### Source text

My Favorite Movies – Cloverfield (2008)

21 May

By Tanner Smith

Before I start with “Cloverfield,” let me just state for the record that I’m not one of those movie reviewers (I’m not a “film critic” so much as “movie reviewer” nowadays) that are afraid to publicly change their opinions on certain movies–for that matter, I’m not afraid of rewatching those certain movies either. It happens. For instance, I may have given Cloverfield 3 stars out of 4 initially, and maybe my reasons still hold up–but you know what? It stayed with me. It stuck with me. I love revisiting it. I admire the craftsmanship. I get something new each time I watch it. Hell, I’ve even watched it at least 50 times in the past thirteen years since its theatrical release! Therefore, it’s a “favorite.” (So is its companion piece 10 Cloverfield Lane, but I didn’t underestimate that one right away–I gave it 3 1/2 stars.)

Watch a movie a few more times and your feelings towards it will probably change. And I’m not ashamed to admit it.

And this is why I have Revised Reviews…or reviews in which I revisit these films just so I can talk about why I love them after some time has passed. (Hence, “My Favorite Movies.”)

Anyway, back to “Cloverfield.”

######
### Dataset entries

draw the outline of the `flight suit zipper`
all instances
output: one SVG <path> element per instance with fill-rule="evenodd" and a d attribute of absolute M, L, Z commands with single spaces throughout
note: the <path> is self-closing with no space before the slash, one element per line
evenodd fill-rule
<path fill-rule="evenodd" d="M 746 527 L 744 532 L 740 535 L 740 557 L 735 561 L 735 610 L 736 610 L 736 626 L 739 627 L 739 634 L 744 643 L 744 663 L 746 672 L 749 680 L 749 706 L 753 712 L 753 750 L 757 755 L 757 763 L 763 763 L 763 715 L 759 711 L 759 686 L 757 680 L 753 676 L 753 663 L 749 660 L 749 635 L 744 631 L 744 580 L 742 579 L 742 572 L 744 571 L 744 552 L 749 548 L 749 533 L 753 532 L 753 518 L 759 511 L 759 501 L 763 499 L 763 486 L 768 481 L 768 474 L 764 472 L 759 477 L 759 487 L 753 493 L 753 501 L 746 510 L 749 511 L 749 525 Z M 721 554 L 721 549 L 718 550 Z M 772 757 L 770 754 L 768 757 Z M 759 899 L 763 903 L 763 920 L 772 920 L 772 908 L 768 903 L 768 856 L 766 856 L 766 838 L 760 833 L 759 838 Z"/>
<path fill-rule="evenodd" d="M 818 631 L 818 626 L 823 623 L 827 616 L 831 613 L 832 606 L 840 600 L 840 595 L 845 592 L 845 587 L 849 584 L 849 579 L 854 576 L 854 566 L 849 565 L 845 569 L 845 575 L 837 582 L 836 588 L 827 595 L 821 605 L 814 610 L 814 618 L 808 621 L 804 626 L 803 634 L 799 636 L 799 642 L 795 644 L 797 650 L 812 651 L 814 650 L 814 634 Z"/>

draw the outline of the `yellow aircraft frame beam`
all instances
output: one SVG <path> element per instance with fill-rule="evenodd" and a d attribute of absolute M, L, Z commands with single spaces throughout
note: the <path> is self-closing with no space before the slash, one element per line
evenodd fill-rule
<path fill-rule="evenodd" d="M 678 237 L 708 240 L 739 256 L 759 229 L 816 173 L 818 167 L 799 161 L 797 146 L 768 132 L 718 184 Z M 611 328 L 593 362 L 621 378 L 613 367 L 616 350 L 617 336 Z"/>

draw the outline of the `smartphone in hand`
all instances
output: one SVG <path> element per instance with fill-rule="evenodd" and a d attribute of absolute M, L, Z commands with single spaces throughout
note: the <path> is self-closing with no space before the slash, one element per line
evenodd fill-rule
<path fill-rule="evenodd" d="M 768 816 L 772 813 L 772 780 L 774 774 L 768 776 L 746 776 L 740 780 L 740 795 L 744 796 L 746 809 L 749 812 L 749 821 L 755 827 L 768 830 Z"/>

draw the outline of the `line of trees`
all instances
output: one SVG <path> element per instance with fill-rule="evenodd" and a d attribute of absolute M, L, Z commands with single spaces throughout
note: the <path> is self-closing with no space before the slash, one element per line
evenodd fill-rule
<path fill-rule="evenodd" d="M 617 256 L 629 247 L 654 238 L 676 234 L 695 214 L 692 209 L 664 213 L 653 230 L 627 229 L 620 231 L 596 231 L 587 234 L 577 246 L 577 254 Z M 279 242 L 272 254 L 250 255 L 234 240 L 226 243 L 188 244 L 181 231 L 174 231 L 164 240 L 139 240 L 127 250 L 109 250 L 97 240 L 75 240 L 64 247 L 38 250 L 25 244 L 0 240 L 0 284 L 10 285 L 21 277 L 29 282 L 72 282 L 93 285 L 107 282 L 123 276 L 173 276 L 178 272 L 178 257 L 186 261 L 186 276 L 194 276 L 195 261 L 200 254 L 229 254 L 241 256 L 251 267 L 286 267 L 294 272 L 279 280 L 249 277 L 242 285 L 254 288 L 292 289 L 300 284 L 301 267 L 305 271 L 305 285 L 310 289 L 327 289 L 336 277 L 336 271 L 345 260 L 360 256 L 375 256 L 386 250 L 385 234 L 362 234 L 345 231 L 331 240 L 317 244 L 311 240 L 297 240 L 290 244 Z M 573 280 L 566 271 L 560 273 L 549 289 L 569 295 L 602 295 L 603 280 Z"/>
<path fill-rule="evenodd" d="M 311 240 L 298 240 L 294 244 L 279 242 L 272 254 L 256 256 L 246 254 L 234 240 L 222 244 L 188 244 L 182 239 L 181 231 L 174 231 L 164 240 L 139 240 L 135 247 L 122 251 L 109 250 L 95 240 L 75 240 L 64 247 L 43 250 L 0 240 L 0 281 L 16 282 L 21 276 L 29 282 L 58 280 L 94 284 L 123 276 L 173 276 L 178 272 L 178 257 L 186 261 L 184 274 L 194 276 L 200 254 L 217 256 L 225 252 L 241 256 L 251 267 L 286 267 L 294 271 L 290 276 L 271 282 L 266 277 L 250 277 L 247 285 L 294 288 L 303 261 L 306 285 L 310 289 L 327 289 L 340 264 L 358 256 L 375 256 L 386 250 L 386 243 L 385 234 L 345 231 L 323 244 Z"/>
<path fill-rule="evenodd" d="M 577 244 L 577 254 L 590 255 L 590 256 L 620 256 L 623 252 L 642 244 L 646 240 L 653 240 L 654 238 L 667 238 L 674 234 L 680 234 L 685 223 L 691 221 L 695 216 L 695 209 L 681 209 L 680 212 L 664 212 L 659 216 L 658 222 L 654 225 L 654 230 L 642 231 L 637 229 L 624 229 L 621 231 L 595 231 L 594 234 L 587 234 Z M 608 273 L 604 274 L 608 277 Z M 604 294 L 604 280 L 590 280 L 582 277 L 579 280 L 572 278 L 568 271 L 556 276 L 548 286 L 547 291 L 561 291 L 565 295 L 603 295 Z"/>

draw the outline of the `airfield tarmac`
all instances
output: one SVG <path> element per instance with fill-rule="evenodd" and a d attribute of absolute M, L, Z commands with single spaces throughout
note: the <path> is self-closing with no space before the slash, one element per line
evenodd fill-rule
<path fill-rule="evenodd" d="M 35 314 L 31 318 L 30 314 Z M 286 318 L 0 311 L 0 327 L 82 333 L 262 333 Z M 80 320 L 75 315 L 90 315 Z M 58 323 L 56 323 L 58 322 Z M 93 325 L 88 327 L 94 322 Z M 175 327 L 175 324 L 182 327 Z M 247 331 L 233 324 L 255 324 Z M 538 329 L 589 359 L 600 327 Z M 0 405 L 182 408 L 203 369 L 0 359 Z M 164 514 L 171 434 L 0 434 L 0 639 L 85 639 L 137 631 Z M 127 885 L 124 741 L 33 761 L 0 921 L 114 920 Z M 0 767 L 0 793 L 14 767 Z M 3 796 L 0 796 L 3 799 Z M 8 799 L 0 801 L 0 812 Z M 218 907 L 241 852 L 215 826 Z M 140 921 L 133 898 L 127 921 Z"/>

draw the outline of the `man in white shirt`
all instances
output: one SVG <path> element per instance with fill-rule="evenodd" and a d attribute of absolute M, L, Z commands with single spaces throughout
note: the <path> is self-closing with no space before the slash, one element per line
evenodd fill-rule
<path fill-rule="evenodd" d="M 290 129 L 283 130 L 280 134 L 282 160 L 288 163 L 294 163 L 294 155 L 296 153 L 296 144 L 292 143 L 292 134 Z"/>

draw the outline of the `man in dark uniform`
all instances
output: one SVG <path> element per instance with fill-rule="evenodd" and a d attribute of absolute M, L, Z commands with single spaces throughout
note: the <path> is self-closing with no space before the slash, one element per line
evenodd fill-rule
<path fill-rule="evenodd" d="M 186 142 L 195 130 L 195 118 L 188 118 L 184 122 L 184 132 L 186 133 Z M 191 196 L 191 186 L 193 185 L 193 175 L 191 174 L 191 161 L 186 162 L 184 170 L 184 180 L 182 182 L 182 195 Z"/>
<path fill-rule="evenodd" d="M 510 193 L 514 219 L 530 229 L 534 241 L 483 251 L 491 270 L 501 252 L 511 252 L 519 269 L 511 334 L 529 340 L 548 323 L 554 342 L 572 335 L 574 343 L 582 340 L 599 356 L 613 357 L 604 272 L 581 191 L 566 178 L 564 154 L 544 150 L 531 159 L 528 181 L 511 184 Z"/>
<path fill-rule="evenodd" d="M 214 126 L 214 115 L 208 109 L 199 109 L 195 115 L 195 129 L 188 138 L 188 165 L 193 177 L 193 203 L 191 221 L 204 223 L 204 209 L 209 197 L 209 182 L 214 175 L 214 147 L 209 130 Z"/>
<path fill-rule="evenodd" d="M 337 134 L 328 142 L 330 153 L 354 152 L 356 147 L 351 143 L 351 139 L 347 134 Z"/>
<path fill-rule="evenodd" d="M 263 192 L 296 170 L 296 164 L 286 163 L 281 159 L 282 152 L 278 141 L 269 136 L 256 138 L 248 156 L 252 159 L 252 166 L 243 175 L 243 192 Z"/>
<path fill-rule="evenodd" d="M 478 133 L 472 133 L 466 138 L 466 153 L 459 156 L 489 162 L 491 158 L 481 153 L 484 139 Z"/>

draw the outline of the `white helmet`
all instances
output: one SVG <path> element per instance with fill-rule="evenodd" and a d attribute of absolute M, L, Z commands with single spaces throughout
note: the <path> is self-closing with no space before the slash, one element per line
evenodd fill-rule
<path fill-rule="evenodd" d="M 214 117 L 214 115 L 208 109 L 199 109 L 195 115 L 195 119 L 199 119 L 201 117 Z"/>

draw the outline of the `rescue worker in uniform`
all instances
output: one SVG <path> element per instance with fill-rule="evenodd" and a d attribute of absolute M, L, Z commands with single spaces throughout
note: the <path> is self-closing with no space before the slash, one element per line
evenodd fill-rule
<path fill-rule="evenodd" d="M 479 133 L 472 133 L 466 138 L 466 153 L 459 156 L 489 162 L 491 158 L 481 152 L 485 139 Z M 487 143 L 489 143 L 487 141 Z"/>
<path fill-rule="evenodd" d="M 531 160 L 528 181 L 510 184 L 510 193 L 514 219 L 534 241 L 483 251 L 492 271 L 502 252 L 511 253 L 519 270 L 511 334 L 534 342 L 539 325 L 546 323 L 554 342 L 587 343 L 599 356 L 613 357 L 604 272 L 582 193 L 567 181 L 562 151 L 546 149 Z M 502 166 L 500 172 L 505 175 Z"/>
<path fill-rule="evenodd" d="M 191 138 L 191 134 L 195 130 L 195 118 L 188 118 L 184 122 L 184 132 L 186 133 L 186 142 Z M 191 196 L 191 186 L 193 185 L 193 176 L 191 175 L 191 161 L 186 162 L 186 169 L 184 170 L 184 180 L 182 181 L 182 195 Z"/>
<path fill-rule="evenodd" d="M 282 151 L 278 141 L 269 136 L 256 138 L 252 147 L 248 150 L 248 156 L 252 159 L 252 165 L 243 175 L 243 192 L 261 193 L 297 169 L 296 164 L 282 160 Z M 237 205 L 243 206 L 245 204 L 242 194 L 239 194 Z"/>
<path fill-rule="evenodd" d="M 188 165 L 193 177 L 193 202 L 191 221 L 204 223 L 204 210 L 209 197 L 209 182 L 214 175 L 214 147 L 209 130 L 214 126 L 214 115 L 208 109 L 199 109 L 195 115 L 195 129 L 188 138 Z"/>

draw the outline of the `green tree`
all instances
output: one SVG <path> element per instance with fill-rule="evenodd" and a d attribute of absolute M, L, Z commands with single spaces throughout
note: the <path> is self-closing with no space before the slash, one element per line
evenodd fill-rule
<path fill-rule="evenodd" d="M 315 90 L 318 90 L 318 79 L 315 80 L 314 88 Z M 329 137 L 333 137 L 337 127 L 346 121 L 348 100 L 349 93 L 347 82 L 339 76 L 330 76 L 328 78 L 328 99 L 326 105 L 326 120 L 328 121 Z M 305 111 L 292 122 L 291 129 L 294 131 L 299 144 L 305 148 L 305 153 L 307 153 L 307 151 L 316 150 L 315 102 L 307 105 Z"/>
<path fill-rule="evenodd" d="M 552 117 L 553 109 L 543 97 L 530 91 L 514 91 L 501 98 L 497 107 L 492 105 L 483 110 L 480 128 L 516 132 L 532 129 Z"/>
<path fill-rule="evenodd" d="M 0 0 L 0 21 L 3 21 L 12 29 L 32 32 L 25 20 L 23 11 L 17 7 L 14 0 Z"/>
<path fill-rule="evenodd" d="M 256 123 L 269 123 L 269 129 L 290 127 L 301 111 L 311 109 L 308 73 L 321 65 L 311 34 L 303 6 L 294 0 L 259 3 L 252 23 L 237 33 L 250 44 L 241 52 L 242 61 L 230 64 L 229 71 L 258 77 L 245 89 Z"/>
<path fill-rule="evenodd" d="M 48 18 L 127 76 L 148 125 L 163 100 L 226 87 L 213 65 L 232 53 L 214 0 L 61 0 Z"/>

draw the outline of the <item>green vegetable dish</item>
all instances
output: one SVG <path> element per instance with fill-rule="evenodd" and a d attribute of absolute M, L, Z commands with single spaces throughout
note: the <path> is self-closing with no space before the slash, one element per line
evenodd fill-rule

######

Parts of the exercise:
1. Translate this sentence from the Cloverfield review into French: "Watch a movie a few more times and your feelings towards it will probably change."
2. Reproduce the part of the Cloverfield review that opens with the words containing "Before I start" and closes with "3 1/2 stars.)".
These rows have no connection to the Cloverfield review.

Task solutions:
1. Regardez un film quelques fois de plus et vos sentiments à son égard changeront probablement.

2.
Before I start with “Cloverfield,” let me just state for the record that I’m not one of those movie reviewers (I’m not a “film critic” so much as “movie reviewer” nowadays) that are afraid to publicly change their opinions on certain movies–for that matter, I’m not afraid of rewatching those certain movies either. It happens. For instance, I may have given Cloverfield 3 stars out of 4 initially, and maybe my reasons still hold up–but you know what? It stayed with me. It stuck with me. I love revisiting it. I admire the craftsmanship. I get something new each time I watch it. Hell, I’ve even watched it at least 50 times in the past thirteen years since its theatrical release! Therefore, it’s a “favorite.” (So is its companion piece 10 Cloverfield Lane, but I didn’t underestimate that one right away–I gave it 3 1/2 stars.)